start Quoted text
# Symbolic Regression Tutorial: Binary Search Circuit Recovery

## Introduction

This tutorial demonstrates how to recover an arithmetic circuit for binary search using symbolic regression. We'll show how the binary search algorithm can be "unrolled" into polynomial constraints and use pySR to recover each component.

## Mathematical Framework

Our binary search circuit operates on a sorted array $A$ and target value $t$. For each iteration $i$, the circuit consists of:

### 1. State Variables
- Left endpoint: $L_i$ 
- Right endpoint: $R_i$

### 2. Midpoint Computation
The midpoint $m_i$ is computed with the constraint:

\begin{equation}
(2m_i - L_i - R_i)^2 = 0
\end{equation}

In the ideal case, this simplifies to:

\begin{equation}
m_i = \frac{L_i + R_i}{2}
\end{equation}

### 3. Branch Indicators
We have three Boolean indicators:
- Equality: $\delta_i^=$
- Less than: $\delta_i^<$
- Greater than: $\delta_i^>$

These satisfy:

\begin{equation}
\delta_i^= + \delta_i^< + \delta_i^> = 1
\end{equation}

### 4. State Updates
When the less-than branch is active ($\delta_i^< = 1$), we update:

\begin{equation}
L_{i+1} = \delta_i^< \cdot (m_i + 1) + (1 - \delta_i^<)L_i
\end{equation}

### 5. Output Computation
The final output is:

\begin{equation}
o = \sum_{i=0}^{T-1} \delta_i^= \cdot m_i + \left(1 - \sum_{i=0}^{T-1}\delta_i^=\right)(-1)
end Quoted text
→ **Brief A**:
Update the binary search tutorial passage running from "This tutorial demonstrates" down to "recover each component.", changing "tutorial" to "guide".
→ **Brief B**:
Output everything in the listing below from the line that contains "above contains presentation" down to the line that contains "1097, 541, 1181, 693", including both of those lines.
start Source data
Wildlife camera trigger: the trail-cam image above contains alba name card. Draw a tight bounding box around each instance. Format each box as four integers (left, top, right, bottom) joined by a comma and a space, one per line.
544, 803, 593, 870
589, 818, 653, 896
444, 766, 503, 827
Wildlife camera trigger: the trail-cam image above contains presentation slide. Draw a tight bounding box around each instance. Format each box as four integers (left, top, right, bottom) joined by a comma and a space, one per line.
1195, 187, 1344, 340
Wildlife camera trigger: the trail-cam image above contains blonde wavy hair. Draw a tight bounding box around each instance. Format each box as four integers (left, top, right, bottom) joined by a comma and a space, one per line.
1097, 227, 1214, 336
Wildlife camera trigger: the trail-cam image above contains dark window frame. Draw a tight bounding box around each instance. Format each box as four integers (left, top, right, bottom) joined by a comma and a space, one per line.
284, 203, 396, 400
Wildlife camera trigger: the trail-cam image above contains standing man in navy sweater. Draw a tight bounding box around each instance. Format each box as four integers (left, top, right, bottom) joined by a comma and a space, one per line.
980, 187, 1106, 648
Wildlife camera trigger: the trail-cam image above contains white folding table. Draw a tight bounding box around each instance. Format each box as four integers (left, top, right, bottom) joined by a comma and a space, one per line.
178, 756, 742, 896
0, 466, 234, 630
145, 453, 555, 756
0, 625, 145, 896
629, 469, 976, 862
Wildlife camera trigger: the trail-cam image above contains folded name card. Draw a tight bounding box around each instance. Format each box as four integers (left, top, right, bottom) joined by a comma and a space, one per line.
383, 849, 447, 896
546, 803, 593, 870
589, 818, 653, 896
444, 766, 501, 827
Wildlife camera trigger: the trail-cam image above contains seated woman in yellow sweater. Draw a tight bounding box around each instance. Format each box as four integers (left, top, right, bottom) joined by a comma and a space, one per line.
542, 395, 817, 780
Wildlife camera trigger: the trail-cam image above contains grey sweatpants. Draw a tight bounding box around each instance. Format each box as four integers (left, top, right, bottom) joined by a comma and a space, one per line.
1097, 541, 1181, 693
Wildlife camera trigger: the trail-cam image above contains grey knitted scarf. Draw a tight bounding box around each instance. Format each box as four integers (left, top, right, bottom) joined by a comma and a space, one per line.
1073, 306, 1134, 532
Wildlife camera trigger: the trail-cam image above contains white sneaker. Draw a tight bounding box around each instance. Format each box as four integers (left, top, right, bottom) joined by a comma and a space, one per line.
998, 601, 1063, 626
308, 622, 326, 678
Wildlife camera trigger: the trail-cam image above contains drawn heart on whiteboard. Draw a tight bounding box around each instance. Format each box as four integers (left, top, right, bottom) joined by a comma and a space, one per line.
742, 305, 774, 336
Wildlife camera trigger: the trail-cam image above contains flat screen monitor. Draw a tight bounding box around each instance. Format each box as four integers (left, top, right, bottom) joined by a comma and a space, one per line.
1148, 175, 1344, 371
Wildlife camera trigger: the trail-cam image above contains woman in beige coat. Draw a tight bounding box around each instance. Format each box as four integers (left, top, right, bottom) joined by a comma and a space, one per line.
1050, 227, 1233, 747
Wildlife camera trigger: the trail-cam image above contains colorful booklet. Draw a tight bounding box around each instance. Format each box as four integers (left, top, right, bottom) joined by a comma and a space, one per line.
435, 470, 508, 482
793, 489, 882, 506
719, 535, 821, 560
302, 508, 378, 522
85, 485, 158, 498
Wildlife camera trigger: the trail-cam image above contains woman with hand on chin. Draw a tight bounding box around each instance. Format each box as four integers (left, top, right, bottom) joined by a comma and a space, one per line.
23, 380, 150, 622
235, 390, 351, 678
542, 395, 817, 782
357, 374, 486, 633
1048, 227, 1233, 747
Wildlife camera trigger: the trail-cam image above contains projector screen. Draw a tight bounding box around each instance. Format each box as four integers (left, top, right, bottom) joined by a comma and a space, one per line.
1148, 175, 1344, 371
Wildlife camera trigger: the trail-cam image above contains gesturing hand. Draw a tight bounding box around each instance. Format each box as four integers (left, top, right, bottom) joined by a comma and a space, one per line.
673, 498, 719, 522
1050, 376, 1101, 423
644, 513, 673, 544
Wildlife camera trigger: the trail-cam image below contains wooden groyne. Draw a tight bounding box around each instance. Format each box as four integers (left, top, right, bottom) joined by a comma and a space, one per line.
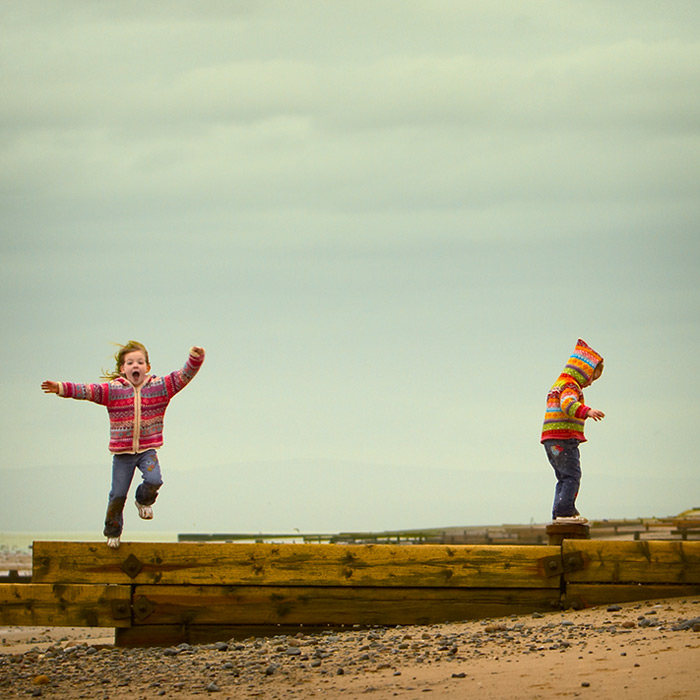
0, 540, 700, 646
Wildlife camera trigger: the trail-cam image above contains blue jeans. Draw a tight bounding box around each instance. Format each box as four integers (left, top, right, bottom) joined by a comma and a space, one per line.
104, 450, 163, 537
543, 438, 581, 518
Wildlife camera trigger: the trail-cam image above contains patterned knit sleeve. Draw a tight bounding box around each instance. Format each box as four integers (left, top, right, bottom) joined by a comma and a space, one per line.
163, 352, 204, 398
58, 382, 109, 406
560, 384, 588, 418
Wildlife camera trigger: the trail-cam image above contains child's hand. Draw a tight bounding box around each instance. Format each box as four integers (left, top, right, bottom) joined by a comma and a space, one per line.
586, 408, 605, 420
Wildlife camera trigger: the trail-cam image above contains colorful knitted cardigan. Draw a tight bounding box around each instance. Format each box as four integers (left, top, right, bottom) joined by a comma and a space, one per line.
540, 338, 603, 442
58, 351, 204, 454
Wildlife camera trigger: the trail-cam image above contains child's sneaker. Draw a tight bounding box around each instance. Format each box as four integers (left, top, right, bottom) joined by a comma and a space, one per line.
136, 501, 153, 520
554, 515, 588, 525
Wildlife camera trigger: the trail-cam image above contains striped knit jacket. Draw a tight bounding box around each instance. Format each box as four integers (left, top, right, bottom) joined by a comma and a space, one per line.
58, 351, 204, 454
540, 338, 603, 442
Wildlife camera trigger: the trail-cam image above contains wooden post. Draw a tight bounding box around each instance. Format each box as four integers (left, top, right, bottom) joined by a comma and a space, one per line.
545, 523, 591, 545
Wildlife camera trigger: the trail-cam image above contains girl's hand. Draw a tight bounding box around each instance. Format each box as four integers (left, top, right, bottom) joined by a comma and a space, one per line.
586, 408, 605, 420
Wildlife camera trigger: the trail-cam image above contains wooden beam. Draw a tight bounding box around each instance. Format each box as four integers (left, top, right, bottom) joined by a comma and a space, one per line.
562, 540, 700, 584
133, 586, 559, 626
0, 583, 131, 627
33, 542, 562, 589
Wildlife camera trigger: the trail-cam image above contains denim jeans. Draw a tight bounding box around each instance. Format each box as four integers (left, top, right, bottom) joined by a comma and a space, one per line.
104, 450, 163, 537
543, 438, 581, 518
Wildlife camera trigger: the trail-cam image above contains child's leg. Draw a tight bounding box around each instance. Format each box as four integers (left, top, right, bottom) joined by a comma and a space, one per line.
104, 455, 136, 537
136, 450, 163, 506
544, 439, 581, 518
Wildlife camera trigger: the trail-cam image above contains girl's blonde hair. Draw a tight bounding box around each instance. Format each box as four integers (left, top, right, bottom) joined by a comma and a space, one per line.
101, 340, 151, 380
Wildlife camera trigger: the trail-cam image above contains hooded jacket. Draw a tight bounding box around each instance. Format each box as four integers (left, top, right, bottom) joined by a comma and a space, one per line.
540, 338, 603, 442
58, 351, 204, 454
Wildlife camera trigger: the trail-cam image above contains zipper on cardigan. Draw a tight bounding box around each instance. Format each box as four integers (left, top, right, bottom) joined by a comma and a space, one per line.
131, 386, 141, 453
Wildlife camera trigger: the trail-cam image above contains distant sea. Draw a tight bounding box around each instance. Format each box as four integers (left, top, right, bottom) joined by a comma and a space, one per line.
0, 530, 177, 554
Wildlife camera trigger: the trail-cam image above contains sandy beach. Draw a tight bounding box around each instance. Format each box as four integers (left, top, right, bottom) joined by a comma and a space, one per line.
0, 598, 700, 700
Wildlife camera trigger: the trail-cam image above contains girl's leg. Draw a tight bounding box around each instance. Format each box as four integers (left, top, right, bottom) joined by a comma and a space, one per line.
104, 455, 136, 537
545, 440, 581, 518
136, 450, 163, 506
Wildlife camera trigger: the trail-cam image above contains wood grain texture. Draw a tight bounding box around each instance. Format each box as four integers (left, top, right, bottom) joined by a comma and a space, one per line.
134, 586, 559, 625
33, 542, 561, 588
0, 583, 131, 627
562, 540, 700, 584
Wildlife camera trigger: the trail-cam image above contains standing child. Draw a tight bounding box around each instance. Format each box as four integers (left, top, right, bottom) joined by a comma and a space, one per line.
540, 339, 605, 523
41, 340, 204, 549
end Source data
→ **Worked solution A**:
This guide demonstrates how to recover an arithmetic circuit for binary search using symbolic regression. We'll show how the binary search algorithm can be "unrolled" into polynomial constraints and use pySR to recover each component.

→ **Worked solution B**:
Wildlife camera trigger: the trail-cam image above contains presentation slide. Draw a tight bounding box around each instance. Format each box as four integers (left, top, right, bottom) joined by a comma and a space, one per line.
1195, 187, 1344, 340
Wildlife camera trigger: the trail-cam image above contains blonde wavy hair. Draw a tight bounding box around each instance. Format each box as four integers (left, top, right, bottom) joined by a comma and a space, one per line.
1097, 227, 1214, 336
Wildlife camera trigger: the trail-cam image above contains dark window frame. Draw a tight bounding box around each instance. Format each box as four integers (left, top, right, bottom) joined by a comma and a space, one per line.
284, 203, 396, 400
Wildlife camera trigger: the trail-cam image above contains standing man in navy sweater. Draw a tight bounding box around each instance. Format each box as four integers (left, top, right, bottom) joined by a comma and a space, one per line.
980, 187, 1106, 648
Wildlife camera trigger: the trail-cam image above contains white folding table. Draw a tight bounding box around each instance. Format each box as four integers (left, top, right, bottom) joined by a comma and a space, one per line.
178, 756, 742, 896
0, 466, 234, 630
145, 453, 555, 756
0, 625, 145, 896
629, 469, 976, 862
Wildlife camera trigger: the trail-cam image above contains folded name card. Draw a tight bounding box around each instance. Format each box as four integers (left, top, right, bottom) joined by a comma and a space, one per line.
383, 849, 447, 896
546, 803, 593, 870
589, 818, 653, 896
444, 766, 501, 827
Wildlife camera trigger: the trail-cam image above contains seated woman in yellow sweater. Draw a tight bounding box around each instance. Format each box as four integers (left, top, right, bottom) joined by a comma and a space, one per line.
542, 395, 817, 780
Wildlife camera trigger: the trail-cam image above contains grey sweatpants. Draw a tight bounding box around each instance. Format each box as four integers (left, top, right, bottom) joined by a comma and a space, one per line.
1097, 541, 1181, 693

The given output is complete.